---------- Source extract
I think of Singila, who brewed beer in a den my father frequented in the years of my childhood. In whispers, she was the tiny unmarried woman with seven daughters who—lacking a man of her own— knew how to lure men from their wives’ bedrooms. Those passing near her house would keep a safe distance as if afraid the place would contaminate them. She was a disease, a stain eating away into their sanctity, they said. Her only wrongdoing was the choice to marry another woman, an iweto. Singila is one of many women in Ukambani Kenya who, for certain economic and social reasons marry other women; they are known as the maweto. The name—I am later to learn—is borrowed from the word kuwetwa, which in Kikamba means ‘to be talked about’; to be the subject of village gossip.
The impetus for Singila to marry a woman was her lack of sons, seen as important in preserving a family’s lifeline. This tradition has been in existence in Kenya among the Nandi, Keiyo, Kipsigis and Kamba people. It is also popular among some communities in West Africa. I find myself interested in this union as a way of being that flouts the binary patterns of life: one that allows human beings, and especially women, to devise an alternative for themselves, to better survive the restrictions of the world.
It is this curiosity that takes me to Kangundo, where there are still mawetos, but living under threat. Here, I meet Francisca Kivele. When I tell her the conversation I am here to have, she is hesitant to talk to me. It is a past that she would rather not delve into. This hesitation seems informed by the stigma developing around the maweto today. In the absence of men, the maweto are seen as deficient: as witches, as promiscuous women, as anomalous. Those who ostracise them find it difficult to understand female relationships except in relation to men.
‘I am old now,’ she says. The questions of who, how or why she married seem inconsequential to her now. Seeing my camera, she asks if I am going to photograph her face.
‘Is it for television?’
I put away the camera and she asks me who my people are. Only when I mention my grandmother to her—whose name she recognises— does she warm up to the idea of speaking to me. I promise not to take photographs and she leads me far away from the homestead and deep into her coffee farm where we sit under a coffee bush.
‘I got married in 1984.’
The first thing Francisca clarifies is that it was not a lack of men which led her to the decision. Before she agreed to marry her partner, she had had two children from previous relationships with men. Men were in a rush to marry her, but she had made a commitment to her late father not to marry before her brother.
--------------------
---------- Raw data
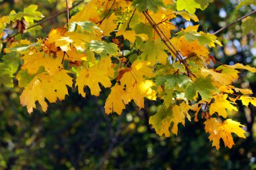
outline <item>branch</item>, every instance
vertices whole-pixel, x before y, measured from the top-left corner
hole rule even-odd
[[[236,24],[236,23],[241,22],[243,19],[245,19],[245,17],[249,17],[249,16],[250,16],[250,15],[253,15],[253,14],[254,14],[254,13],[256,13],[256,9],[254,10],[254,11],[251,11],[251,12],[250,12],[250,13],[248,13],[247,15],[244,15],[244,16],[243,16],[243,17],[241,17],[235,20],[234,22],[233,22],[229,24],[228,25],[227,25],[226,26],[220,28],[220,30],[218,30],[218,31],[216,31],[216,32],[214,32],[214,33],[212,34],[216,35],[216,34],[217,34],[218,33],[219,33],[219,32],[223,31],[224,30],[225,30],[225,29],[226,29],[226,28],[229,28],[229,27],[233,26],[234,24]]]
[[[104,21],[104,19],[106,19],[106,17],[108,16],[108,15],[109,14],[109,13],[111,11],[112,7],[114,6],[115,1],[116,1],[116,0],[114,0],[113,3],[112,3],[112,5],[111,5],[110,8],[108,11],[108,12],[106,13],[105,16],[102,18],[102,19],[101,19],[100,21],[99,21],[98,22],[96,23],[96,24],[99,24],[98,25],[99,26],[101,25],[101,24]]]
[[[136,11],[136,8],[134,9],[134,11],[133,12],[133,14],[131,14],[131,16],[130,17],[130,19],[129,19],[129,22],[128,22],[128,24],[127,24],[127,26],[125,28],[125,31],[128,31],[128,29],[129,28],[129,25],[130,25],[130,23],[131,23],[131,19],[133,18],[133,15],[134,15],[134,13],[135,13]]]
[[[68,28],[68,24],[69,22],[69,3],[67,2],[67,0],[66,0],[66,8],[67,8],[67,29]]]
[[[192,74],[191,71],[189,69],[189,66],[187,65],[186,61],[185,61],[183,59],[179,51],[175,48],[173,44],[170,42],[168,37],[164,34],[164,33],[161,30],[161,28],[160,28],[158,25],[151,17],[150,14],[147,11],[143,11],[142,13],[145,15],[146,18],[149,22],[149,23],[150,24],[153,29],[158,34],[159,37],[161,38],[162,41],[164,43],[166,47],[170,50],[170,52],[172,52],[176,56],[176,57],[179,59],[179,60],[185,65],[185,67],[186,68],[186,70],[187,70],[187,76],[190,77],[190,75],[192,75],[193,76],[196,77],[193,74]],[[169,43],[169,44],[173,48],[173,49],[170,47],[170,46],[166,42]]]
[[[73,5],[73,7],[71,7],[69,9],[73,9],[74,7],[76,7],[77,6],[78,6],[79,5],[80,5],[80,3],[82,3],[84,2],[84,0],[82,0],[82,1],[79,1],[77,3],[76,3],[76,4],[75,4],[74,5]],[[40,21],[40,22],[38,22],[36,24],[34,24],[34,25],[33,25],[33,26],[30,26],[30,27],[28,27],[28,28],[27,29],[26,29],[25,30],[29,30],[29,29],[31,29],[31,28],[34,28],[34,27],[36,27],[36,26],[38,26],[42,24],[42,23],[44,23],[44,22],[48,22],[48,21],[52,19],[53,18],[55,18],[55,17],[57,17],[57,16],[59,16],[59,15],[61,15],[61,14],[63,14],[63,13],[66,13],[66,12],[67,12],[67,10],[65,10],[65,11],[61,11],[61,12],[57,13],[51,16],[51,17],[48,17],[48,18],[46,18],[46,19],[44,19],[44,20],[42,20],[42,21]],[[16,34],[12,35],[12,36],[10,36],[9,38],[14,37],[14,36],[17,36],[18,34],[21,34],[21,33],[22,33],[22,32],[17,32]]]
--------------------
**Activities**
1 > According to the account of the maweto, among which Kenyan peoples has the tradition of women marrying women existed? List them all.
2 > Do these statements agree with the account of the maweto? Answer yes or no for each, quoting the words that decide it. (a) Francisca Kivele married in 1984. (b) Francisca Kivele agreed to be photographed. (c) In Kikamba, kuwetwa means "to be married."
3 > Resume the account of the maweto after its last sentence.

**Answers below**
1 > Nandi, Keiyo, Kipsigis, Kamba

2 >
(a) Yes: "‘I got married in 1984.’"
(b) No: "I promise not to take photographs"
(c) No: "which in Kikamba means ‘to be talked about’"

3 >
‘My brother was the only son, but he was unwell for a while.’ Her father—fearing that his son’s sickness meant the end of his bloodline, requested her to wait for her brother to get better, and so she turned down all the proposals that came her way. Unfortunately, her father died soon after.
‘I was getting old, but once someone dies and leaves instructions, you don’t get to go back and explain yourself.’
Years later, after her brother married, an old woman she knew approached Francisca, asking for her hand in marriage. The woman had only had one child, a daughter. Francisca had a daughter and a son at the time, and the presence of a son was an advantage. ‘My children would become hers and, because I was still young, she knew I could bear more children.’ The purpose of this union then was to perpetuate the other woman’s family name through Francisca’s son. The union was still accepted in the Kamba customary laws, and so the rituals of marriage were followed, for it to be solemnised. The woman who would marry Francisca took ten goats and two cows to Francisca’s remaining family.
‘She had a husband. He was old. They were both old.’ The arrangement was that the three of them, and their children, would live in the same house, cook together and eat together. Her son would become an heir of the family name and wealth and if she had more sons, the wealth would be divided among them. Francisca is also quick to clarify a common misconception, saying that the maweto union and polygamy are two different things. Even though she respected the man of the house as she would a husband of her own, she was not his wife. There was no sexual relationship between the two of them. Nonetheless, the three were still a family.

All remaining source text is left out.